Data entries
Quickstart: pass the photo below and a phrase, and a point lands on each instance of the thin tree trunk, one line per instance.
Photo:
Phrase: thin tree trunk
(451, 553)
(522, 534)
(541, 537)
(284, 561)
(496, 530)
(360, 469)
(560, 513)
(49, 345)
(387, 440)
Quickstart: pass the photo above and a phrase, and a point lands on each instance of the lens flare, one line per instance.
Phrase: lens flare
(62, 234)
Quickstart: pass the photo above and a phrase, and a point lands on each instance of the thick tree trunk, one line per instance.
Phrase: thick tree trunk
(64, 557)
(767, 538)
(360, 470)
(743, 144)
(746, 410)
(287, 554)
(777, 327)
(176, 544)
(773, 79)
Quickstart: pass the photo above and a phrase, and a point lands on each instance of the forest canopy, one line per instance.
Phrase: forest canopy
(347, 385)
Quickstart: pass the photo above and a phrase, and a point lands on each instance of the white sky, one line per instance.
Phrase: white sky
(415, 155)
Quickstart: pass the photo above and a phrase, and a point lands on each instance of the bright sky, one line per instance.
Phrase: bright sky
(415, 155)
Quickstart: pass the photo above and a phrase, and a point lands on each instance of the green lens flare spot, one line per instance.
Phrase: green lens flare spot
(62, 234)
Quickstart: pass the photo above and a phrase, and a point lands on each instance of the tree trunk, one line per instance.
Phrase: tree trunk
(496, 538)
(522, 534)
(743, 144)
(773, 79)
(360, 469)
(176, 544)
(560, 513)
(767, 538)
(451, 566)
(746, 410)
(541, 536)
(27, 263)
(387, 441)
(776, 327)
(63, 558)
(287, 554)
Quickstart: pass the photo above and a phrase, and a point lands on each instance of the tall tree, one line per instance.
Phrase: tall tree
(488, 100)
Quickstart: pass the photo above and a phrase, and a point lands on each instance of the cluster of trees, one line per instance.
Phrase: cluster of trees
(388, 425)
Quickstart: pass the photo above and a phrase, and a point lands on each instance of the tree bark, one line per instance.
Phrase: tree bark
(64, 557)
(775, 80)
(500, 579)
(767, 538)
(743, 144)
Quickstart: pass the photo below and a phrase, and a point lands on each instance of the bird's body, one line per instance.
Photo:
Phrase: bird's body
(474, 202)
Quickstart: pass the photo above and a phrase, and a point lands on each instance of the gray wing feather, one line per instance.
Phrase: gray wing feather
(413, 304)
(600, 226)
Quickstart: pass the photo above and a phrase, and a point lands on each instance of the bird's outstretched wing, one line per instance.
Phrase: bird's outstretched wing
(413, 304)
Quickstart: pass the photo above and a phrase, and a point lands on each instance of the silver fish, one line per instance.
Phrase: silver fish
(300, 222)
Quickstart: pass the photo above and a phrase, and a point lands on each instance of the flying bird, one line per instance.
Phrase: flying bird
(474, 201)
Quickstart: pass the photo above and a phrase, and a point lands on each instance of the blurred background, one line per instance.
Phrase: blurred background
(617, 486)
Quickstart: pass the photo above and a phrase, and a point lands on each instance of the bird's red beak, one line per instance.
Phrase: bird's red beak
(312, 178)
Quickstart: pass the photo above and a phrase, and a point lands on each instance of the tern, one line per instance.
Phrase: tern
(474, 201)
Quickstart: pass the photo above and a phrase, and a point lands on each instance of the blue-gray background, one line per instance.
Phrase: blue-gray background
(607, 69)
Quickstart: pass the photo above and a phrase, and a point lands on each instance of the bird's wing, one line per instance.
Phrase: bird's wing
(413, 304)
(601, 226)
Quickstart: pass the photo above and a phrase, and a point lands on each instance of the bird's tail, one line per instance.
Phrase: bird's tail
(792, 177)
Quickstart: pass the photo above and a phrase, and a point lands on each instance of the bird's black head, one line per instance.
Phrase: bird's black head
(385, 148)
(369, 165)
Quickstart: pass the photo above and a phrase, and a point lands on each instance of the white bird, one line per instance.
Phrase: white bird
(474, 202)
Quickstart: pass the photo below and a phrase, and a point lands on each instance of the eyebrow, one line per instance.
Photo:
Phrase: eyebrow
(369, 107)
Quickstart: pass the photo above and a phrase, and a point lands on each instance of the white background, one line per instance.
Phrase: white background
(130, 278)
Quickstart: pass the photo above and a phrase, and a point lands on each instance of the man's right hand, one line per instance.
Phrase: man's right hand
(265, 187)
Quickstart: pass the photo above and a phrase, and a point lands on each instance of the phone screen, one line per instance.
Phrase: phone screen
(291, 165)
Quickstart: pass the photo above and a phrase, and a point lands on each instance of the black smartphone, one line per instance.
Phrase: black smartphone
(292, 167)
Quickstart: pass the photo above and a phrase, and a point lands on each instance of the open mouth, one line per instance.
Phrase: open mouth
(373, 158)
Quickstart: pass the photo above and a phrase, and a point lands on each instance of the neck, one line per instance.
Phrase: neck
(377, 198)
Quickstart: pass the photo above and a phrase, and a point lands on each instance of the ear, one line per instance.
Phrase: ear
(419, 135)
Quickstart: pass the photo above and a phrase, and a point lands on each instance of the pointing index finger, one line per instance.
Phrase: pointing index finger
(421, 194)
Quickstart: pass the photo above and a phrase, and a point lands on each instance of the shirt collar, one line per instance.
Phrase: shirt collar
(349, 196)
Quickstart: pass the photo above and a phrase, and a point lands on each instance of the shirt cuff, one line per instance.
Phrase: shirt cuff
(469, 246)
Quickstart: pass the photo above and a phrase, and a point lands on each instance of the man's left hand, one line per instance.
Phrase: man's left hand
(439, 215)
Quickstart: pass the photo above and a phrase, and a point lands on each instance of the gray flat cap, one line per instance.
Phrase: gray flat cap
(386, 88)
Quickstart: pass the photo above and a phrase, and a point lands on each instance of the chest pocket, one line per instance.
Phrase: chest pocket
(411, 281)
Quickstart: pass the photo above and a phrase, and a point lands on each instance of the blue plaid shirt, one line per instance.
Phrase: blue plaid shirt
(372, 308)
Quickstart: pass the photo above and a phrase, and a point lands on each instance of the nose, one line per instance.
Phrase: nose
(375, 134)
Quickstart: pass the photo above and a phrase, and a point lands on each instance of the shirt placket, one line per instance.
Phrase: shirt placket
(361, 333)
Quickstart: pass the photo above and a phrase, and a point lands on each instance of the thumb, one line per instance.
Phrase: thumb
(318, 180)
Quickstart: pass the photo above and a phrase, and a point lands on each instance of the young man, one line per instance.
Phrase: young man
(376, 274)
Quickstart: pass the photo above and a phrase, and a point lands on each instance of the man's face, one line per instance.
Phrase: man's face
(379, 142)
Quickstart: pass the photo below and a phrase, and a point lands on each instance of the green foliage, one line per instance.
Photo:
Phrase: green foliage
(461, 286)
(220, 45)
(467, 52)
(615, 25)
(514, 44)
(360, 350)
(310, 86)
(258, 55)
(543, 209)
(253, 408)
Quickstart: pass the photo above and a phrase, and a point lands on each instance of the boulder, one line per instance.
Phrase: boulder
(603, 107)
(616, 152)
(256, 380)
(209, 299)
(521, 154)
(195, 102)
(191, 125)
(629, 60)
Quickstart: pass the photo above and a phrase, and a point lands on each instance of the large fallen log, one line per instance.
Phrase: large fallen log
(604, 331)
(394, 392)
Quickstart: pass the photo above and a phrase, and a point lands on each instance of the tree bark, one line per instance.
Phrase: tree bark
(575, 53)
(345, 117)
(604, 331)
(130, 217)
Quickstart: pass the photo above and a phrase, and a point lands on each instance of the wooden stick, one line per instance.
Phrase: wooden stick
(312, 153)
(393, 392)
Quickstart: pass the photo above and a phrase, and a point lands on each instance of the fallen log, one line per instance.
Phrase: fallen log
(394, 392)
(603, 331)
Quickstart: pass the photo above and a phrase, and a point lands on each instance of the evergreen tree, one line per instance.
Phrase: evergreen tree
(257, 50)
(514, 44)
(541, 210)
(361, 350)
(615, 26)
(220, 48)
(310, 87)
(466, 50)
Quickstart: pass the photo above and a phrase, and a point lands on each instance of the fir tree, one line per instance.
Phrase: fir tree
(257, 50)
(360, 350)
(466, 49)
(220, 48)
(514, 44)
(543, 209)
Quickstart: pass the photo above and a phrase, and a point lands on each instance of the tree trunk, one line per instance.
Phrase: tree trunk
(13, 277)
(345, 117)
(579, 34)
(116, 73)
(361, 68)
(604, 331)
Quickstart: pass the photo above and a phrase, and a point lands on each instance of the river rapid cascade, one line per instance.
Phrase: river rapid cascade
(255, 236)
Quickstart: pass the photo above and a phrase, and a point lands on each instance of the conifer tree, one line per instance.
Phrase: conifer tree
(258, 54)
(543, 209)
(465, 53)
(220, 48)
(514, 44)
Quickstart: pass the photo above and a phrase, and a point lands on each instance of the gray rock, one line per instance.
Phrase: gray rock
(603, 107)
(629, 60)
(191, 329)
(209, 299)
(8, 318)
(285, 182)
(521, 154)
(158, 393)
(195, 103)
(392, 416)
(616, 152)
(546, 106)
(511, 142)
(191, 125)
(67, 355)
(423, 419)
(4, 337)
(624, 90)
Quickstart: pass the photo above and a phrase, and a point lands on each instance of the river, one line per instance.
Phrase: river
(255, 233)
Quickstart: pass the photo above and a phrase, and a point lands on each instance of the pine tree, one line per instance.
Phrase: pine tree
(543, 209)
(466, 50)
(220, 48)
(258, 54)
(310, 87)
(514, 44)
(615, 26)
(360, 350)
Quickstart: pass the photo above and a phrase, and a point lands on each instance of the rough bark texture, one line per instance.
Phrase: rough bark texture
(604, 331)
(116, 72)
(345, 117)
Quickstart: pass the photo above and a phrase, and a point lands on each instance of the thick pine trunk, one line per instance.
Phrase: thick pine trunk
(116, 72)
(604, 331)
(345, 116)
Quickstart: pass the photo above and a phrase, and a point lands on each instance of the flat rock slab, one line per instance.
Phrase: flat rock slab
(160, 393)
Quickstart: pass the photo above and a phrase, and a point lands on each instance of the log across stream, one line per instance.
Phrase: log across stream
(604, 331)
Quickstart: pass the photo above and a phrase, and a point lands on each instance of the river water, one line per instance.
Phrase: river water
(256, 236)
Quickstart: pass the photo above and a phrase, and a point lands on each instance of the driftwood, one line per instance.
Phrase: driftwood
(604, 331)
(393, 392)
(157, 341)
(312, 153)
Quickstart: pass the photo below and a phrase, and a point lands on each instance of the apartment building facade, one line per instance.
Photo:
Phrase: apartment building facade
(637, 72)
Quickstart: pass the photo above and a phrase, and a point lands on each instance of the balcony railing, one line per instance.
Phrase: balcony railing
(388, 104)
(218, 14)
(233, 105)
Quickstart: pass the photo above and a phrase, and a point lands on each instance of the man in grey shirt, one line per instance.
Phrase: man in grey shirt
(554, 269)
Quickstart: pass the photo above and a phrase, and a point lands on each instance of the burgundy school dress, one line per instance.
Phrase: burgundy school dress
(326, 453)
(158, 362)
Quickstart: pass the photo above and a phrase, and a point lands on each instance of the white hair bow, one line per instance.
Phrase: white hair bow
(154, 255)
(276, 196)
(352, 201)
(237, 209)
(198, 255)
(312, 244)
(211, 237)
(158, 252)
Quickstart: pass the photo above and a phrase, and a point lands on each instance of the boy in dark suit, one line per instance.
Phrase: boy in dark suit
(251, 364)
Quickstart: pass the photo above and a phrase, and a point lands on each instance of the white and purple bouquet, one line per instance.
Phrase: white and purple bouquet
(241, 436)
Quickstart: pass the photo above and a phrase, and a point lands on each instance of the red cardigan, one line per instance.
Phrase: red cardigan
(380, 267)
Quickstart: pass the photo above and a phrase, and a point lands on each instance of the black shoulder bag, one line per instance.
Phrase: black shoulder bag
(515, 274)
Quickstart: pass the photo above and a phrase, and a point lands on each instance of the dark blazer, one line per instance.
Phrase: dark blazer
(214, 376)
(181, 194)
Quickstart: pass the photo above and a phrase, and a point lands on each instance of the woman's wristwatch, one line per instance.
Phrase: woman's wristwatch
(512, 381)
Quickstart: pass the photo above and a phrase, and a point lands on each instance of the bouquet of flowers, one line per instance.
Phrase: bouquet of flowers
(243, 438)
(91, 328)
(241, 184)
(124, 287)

> [DIRECTIVE] Lay out the items from the line with "wristwatch, one line per instance." up to and including the last line of the items as a Markdown table with the columns Row and Line, one row per line, numbered in order, skipping blank lines.

> [REPLY]
| Row | Line |
|---|---|
| 1 | Quickstart: pass the photo above and a phrase, and a point lands on each instance of the woman's wristwatch, one line per instance. |
| 2 | Phrase: woman's wristwatch |
| 3 | (512, 381) |
| 4 | Quickstart: pass the photo above and a phrase, and a point lands on each instance of the bouquet of flowers, one line per instance. |
| 5 | Phrase: bouquet of flowers |
| 6 | (243, 438) |
| 7 | (91, 328) |
| 8 | (241, 184) |
| 9 | (124, 287) |